Inocente ou culpado: não pense nele, por Capablanca

Conta-se que num país ao sul da linha do Equador, um homem simples e inculto enfrentou e venceu todos os seus adversários. E seus adversários eram muitos em quantidade, e eram todos eles muito poderosos. Além de inúmeros e fortes, usaram artimanhas e artifícios, criaram e multiplicaram mentiras, perseguiram-no com mecanismos modernos, utilizaram a estrutura do Estado, mobilizaram os meios de comunicação de massa e constrangeram quem foi possível ameaçar e amedrontar. Espalharam sementes de ódio e desenterraram preconceitos que pareciam ter ficado no passado. Ainda que de forma sutil e indireta, mataram sua esposa, humilharam todos os seus filhos e difamaram seus amigos. Fizeram de tudo para isolá-lo, calá-lo, prendê-lo, condená-lo, humilhá-lo e talvez até matá-lo, fosse de tristeza, fosse pelo peso da injustiça, fosse por outras sutilezas brutais.

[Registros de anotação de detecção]
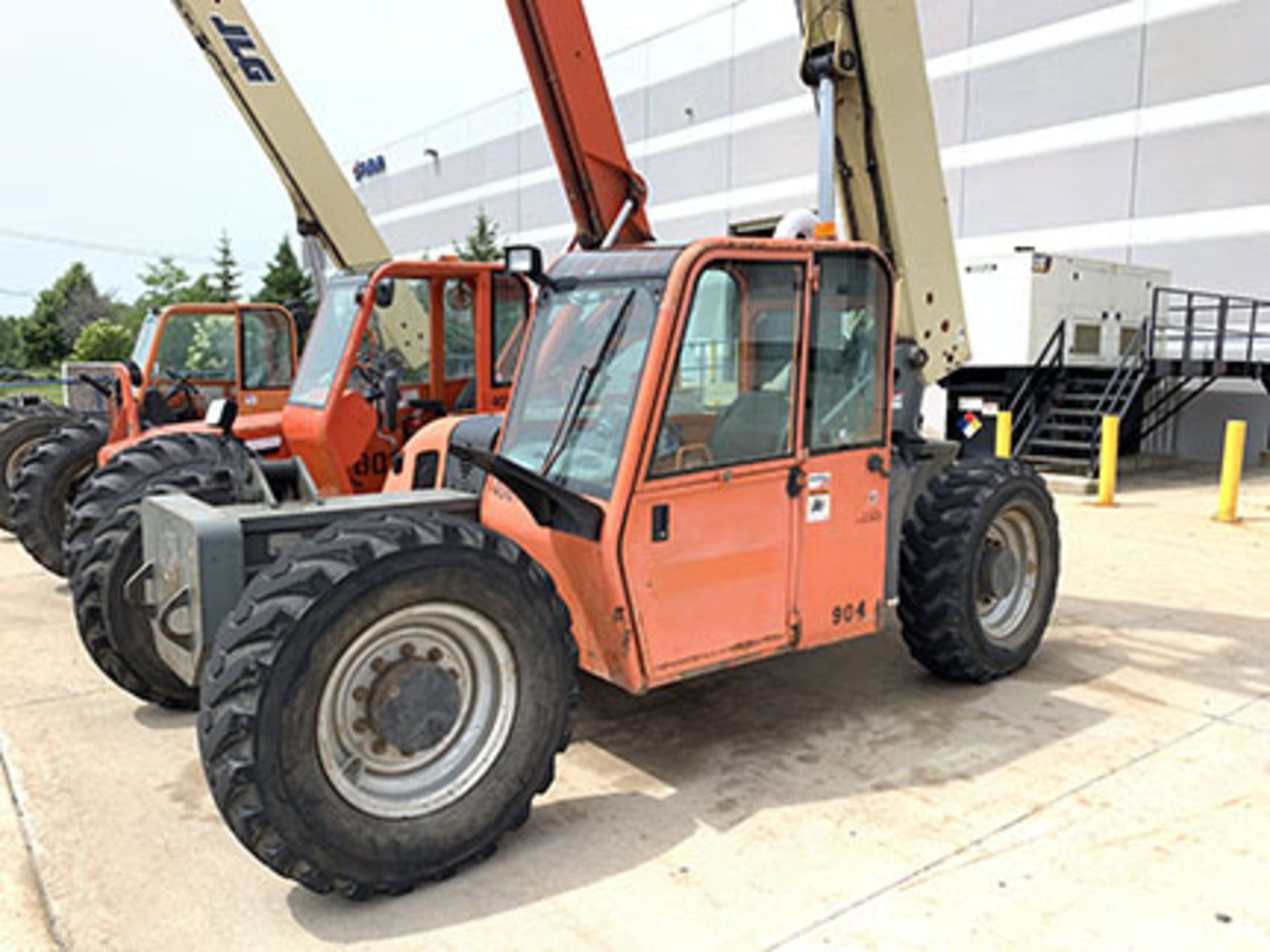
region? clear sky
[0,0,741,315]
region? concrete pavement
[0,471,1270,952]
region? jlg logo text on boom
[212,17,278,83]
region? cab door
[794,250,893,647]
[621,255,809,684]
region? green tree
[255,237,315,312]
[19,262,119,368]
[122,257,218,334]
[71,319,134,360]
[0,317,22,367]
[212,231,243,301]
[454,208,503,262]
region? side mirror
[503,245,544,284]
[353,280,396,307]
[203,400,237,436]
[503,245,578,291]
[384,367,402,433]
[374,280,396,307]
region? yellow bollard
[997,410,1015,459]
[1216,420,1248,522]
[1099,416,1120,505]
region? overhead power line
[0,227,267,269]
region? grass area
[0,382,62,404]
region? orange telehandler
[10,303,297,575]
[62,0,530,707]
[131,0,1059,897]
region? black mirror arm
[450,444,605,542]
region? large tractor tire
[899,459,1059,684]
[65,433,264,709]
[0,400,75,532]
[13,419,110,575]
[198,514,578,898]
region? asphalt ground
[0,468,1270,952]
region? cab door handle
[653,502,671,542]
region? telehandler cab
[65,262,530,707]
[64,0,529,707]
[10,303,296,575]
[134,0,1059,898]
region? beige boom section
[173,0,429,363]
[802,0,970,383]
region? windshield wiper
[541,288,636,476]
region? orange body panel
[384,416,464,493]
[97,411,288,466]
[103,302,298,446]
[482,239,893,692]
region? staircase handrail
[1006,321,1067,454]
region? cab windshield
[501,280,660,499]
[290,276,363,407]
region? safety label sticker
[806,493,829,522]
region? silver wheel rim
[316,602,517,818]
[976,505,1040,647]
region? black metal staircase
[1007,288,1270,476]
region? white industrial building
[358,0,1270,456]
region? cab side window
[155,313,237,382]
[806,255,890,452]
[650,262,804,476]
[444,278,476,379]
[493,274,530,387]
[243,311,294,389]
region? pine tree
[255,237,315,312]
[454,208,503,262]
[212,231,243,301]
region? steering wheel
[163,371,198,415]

* * *

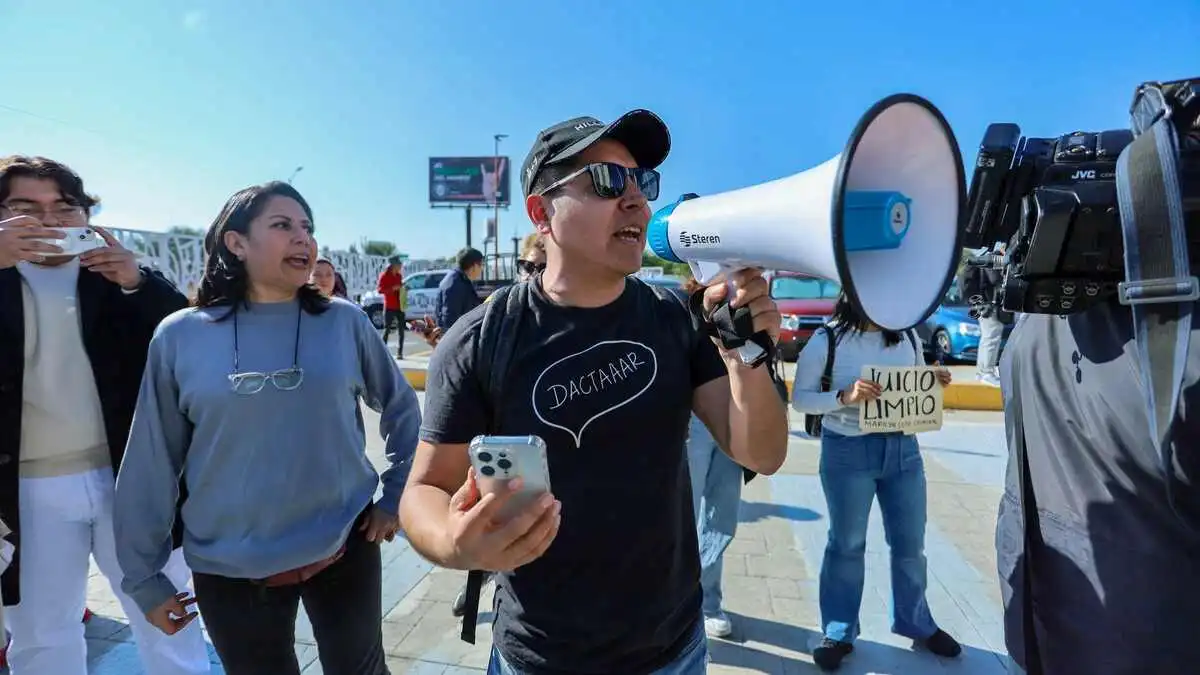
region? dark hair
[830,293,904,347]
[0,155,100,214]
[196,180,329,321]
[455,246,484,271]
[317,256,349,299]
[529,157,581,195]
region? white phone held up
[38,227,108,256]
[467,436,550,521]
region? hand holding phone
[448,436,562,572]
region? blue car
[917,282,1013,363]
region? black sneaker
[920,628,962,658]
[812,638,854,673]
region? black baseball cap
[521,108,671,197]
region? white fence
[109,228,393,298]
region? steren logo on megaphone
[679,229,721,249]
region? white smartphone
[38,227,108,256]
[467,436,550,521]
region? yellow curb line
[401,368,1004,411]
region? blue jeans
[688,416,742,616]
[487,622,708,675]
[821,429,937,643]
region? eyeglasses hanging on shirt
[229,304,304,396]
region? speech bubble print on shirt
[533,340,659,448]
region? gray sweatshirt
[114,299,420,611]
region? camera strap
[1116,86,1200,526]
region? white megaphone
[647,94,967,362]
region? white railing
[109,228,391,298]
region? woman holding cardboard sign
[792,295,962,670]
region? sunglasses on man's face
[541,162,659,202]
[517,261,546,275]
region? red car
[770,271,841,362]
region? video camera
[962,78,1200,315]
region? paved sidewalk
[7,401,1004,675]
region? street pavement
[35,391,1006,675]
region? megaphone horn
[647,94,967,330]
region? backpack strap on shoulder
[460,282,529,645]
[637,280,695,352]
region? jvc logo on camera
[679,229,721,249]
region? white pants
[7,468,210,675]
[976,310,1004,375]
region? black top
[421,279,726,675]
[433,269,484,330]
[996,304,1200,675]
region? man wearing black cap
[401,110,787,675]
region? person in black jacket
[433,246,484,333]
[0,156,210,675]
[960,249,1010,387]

INSTRUÇÕES:
a – Reproduza do texto fornecido o trecho que vai de "Conta-se que num" até "outras sutilezas brutais.".
b – Como fica em inglês esta frase do texto fornecido: "Espalharam sementes de ódio e desenterraram preconceitos que pareciam ter ficado no passado."?
c – Responda, com base no texto fornecido:
(i) Onde fica o país em que se passa a história?
(ii) Com que dois adjetivos o homem é descrito?
(iii) O que, segundo o texto, fizeram com a esposa dele?

RESPOSTAS POR TAREFA:
a –
Conta-se que num país ao sul da linha do Equador, um homem simples e inculto enfrentou e venceu todos os seus adversários. E seus adversários eram muitos em quantidade, e eram todos eles muito poderosos. Além de inúmeros e fortes, usaram artimanhas e artifícios, criaram e multiplicaram mentiras, perseguiram-no com mecanismos modernos, utilizaram a estrutura do Estado, mobilizaram os meios de comunicação de massa e constrangeram quem foi possível ameaçar e amedrontar. Espalharam sementes de ódio e desenterraram preconceitos que pareciam ter ficado no passado. Ainda que de forma sutil e indireta, mataram sua esposa, humilharam todos os seus filhos e difamaram seus amigos. Fizeram de tudo para isolá-lo, calá-lo, prendê-lo, condená-lo, humilhá-lo e talvez até matá-lo, fosse de tristeza, fosse pelo peso da injustiça, fosse por outras sutilezas brutais.

b – They spread seeds of hatred and dug up prejudices that seemed to have been left in the past.

c –
(i) Ao sul da linha do Equador.
(ii) Simples e inculto.
(iii) Mataram-na, ainda que de forma sutil e indireta.